Saved entries:
════

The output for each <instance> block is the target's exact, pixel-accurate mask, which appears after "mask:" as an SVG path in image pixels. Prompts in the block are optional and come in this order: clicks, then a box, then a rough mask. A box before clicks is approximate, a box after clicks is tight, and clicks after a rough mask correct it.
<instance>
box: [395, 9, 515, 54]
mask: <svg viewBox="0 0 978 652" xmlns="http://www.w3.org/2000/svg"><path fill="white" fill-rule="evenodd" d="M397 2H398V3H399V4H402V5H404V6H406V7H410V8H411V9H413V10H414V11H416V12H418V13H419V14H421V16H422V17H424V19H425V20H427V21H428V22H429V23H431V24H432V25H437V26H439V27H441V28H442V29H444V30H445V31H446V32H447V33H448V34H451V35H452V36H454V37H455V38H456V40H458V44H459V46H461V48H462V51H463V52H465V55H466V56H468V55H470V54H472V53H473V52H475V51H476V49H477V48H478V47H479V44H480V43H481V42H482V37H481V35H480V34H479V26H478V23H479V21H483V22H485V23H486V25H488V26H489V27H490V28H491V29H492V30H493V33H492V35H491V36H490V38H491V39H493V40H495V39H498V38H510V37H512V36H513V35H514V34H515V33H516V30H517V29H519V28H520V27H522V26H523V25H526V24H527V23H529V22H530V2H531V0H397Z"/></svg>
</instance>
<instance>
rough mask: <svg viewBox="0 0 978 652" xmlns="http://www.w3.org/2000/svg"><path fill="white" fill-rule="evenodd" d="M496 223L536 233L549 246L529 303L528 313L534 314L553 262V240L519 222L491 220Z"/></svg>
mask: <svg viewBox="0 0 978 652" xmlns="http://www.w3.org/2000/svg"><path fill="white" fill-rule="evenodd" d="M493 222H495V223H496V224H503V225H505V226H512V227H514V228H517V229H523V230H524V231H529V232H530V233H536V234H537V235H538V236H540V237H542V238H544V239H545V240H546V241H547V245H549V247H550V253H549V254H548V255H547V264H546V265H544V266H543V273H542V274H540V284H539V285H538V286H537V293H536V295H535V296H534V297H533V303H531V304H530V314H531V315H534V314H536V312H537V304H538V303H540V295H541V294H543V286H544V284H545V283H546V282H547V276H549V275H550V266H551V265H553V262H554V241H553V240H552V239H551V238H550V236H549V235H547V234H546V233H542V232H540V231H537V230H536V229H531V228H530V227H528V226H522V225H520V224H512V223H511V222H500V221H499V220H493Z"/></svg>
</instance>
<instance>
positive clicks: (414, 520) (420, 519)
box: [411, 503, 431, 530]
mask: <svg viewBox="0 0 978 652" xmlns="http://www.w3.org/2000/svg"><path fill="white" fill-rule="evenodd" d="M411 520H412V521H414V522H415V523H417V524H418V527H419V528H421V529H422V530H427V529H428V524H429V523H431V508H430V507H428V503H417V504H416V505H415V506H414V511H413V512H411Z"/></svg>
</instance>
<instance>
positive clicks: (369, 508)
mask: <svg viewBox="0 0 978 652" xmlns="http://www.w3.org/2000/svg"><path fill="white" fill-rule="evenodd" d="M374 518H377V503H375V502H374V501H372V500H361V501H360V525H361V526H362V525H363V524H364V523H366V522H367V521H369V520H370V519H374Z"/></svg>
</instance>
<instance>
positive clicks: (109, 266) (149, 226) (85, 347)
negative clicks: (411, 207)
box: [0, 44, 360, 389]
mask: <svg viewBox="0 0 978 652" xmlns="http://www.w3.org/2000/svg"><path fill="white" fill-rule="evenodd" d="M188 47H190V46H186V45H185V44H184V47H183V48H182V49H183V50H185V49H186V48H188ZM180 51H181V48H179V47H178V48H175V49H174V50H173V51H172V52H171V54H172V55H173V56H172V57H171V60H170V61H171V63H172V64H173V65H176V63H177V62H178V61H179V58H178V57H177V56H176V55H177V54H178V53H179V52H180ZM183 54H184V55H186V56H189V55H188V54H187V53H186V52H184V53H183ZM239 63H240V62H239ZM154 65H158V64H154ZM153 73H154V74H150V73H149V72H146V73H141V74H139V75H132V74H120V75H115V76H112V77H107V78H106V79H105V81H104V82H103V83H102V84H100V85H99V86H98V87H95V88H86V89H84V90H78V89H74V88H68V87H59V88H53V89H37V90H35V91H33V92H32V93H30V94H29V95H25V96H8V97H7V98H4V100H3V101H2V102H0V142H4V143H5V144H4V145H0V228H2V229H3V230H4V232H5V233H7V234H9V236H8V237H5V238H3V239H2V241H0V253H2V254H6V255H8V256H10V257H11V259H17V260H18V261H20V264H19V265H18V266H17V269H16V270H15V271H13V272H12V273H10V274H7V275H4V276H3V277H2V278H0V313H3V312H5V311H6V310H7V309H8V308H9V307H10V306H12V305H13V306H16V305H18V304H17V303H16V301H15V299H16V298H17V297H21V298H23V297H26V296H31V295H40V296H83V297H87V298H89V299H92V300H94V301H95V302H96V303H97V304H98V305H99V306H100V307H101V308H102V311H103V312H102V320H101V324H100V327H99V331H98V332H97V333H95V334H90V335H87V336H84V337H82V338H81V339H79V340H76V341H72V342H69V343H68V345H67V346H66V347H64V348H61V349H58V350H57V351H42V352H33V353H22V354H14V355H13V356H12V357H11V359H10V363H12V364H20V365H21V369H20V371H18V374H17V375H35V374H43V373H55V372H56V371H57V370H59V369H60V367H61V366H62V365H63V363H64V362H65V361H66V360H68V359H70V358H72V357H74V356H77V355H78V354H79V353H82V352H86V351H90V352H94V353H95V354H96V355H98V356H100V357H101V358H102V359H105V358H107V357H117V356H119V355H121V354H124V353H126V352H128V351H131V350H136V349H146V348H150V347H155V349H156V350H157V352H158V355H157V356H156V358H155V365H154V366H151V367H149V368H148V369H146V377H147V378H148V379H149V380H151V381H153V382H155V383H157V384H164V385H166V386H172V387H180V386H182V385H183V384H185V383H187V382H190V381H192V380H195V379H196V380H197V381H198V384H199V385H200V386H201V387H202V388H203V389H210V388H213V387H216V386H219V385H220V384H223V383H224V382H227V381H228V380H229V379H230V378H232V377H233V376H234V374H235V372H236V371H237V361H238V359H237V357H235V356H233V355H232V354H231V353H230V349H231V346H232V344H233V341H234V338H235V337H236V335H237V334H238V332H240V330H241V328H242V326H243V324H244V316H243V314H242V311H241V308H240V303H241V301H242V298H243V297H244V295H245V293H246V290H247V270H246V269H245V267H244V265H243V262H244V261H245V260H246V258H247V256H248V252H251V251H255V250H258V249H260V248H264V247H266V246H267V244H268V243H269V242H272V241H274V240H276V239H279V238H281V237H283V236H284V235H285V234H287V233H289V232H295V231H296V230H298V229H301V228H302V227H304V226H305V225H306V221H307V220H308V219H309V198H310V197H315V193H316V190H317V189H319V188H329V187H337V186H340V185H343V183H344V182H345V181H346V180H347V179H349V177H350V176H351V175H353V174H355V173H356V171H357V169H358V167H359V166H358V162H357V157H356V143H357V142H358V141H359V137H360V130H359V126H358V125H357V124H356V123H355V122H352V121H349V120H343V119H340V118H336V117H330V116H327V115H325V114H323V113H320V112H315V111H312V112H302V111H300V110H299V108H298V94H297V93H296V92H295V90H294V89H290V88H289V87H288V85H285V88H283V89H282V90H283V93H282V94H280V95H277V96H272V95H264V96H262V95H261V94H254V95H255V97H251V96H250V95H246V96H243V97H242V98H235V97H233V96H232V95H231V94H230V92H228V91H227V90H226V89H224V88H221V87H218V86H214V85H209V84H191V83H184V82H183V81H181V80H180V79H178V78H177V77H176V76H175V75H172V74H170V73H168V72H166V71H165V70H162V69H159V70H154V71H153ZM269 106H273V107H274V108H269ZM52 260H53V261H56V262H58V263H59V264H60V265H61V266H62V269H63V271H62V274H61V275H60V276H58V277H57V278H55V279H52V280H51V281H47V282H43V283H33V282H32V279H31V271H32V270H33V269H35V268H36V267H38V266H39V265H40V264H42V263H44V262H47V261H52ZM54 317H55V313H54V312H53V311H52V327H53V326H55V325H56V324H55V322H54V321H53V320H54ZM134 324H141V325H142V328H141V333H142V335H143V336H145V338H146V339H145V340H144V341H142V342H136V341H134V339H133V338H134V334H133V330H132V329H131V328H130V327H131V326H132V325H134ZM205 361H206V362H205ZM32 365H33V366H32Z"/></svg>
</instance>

════

* [Task] Above are some records; copy exactly the lines from the one with "positive clicks: (369, 508)" through the one with "positive clicks: (109, 266)", both included, and no others.

* [Solved exercise]
positive clicks: (369, 508)
mask: <svg viewBox="0 0 978 652" xmlns="http://www.w3.org/2000/svg"><path fill="white" fill-rule="evenodd" d="M374 518H377V503H375V502H374V501H372V500H361V501H360V525H361V526H362V525H363V524H364V523H366V522H367V521H369V520H370V519H374Z"/></svg>
</instance>
<instance>
positive clicks: (109, 266) (149, 226) (85, 347)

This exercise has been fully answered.